Masjid memiliki kedudukan yang sangat mulia di dalam Islam dan di mata para pemeluknya. Ia adalah tempat bersatunya jiwa-jiwa kaum mukminin dalam mendekatkan diri kepada Allah Subhanahu wata’ala dan wadah untuk berkumpulnya jasmani mereka agar saling mempererat tali persaudaraan serta bertukar manfaat dan informasi. Di dalam masjid pula, dahulu Rasulullah Shallallahu ‘alaihi wasallam mendidik para sahabatnya di atas agama ini. Dari masjid beliau muncul generasi umat Islam pertama yang menebarkan cahaya ke seluruh penjuru bumi. Karena itu, masjid Nabi Shallallahu ‘alaihi wasallam di Madinah bisa dikatakan sebagai universitas Islam pertama, dengan guru besarnya adalah Rasulullah Shallallahu ‘alaihi wasallam dan para sahabat sebagai mahasiswanya. Masjid mempunyai sejarah panjang yang mampu menetaskan para ulama dan da’i yang handal keilmuannya serta mampu memberikan kontribusi yang besar bagi umat.

__LATIHAN SINGKAT A__:
Jawablah pertanyaan berikut berdasarkan teks tentang masjid di atas.
(i) Siapa yang dahulu dididik Rasulullah Shallallahu ‘alaihi wasallam di dalam masjid?
(ii) Masjid Nabi Shallallahu ‘alaihi wasallam di Madinah bisa dikatakan sebagai apa?
(iii) Siapa yang mampu ditetaskan oleh sejarah panjang masjid?

__BAHAN YANG DIAMBIL__:
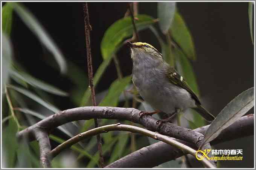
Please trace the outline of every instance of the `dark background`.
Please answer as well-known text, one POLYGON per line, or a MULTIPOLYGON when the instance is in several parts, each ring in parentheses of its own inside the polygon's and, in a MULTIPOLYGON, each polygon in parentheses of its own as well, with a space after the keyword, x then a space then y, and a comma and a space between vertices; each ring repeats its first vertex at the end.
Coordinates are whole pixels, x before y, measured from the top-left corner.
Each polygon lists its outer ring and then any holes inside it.
MULTIPOLYGON (((60 48, 65 57, 87 74, 82 3, 26 3, 60 48)), ((197 60, 192 62, 203 104, 215 116, 232 99, 254 86, 254 46, 249 28, 248 3, 177 3, 193 37, 197 60)), ((95 72, 102 61, 100 43, 107 28, 123 17, 127 3, 90 3, 92 55, 95 72)), ((139 13, 157 18, 156 3, 139 3, 139 13)), ((155 24, 155 26, 158 26, 155 24)), ((15 59, 35 77, 69 92, 73 84, 44 60, 45 49, 15 15, 11 35, 15 59)), ((160 49, 149 30, 140 32, 143 42, 160 49)), ((131 74, 132 62, 125 47, 118 53, 125 75, 131 74)), ((56 67, 58 67, 56 66, 56 67)), ((112 62, 96 89, 107 89, 117 78, 112 62)), ((84 87, 85 89, 87 86, 84 87)), ((56 97, 61 109, 76 107, 69 99, 56 97)), ((248 113, 253 113, 252 110, 248 113)), ((218 144, 215 149, 242 149, 244 161, 221 162, 222 168, 253 167, 254 138, 250 137, 218 144)))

__LATIHAN SINGKAT B__:
Temukan setiap baris dalam catatan yang memuat kata "ring", lalu salin baris-baris itu. Huruf besar dan kecil dibedakan.

__JAWABAN TERTULIS A__:
(i) Para sahabatnya, yang dididik di atas agama ini.
(ii) Universitas Islam pertama.
(iii) Para ulama dan da’i yang handal keilmuannya.

__JAWABAN TERTULIS B__:
Please answer as well-known text, one POLYGON per line, or a MULTIPOLYGON when the instance is in several parts, each ring in parentheses of its own inside the polygon's and, in a MULTIPOLYGON, each polygon in parentheses of its own as well, with a space after the keyword, x then a space then y, and a comma and a space between vertices; each ring repeats its first vertex at the end.
Each polygon lists its outer ring and then any holes inside it.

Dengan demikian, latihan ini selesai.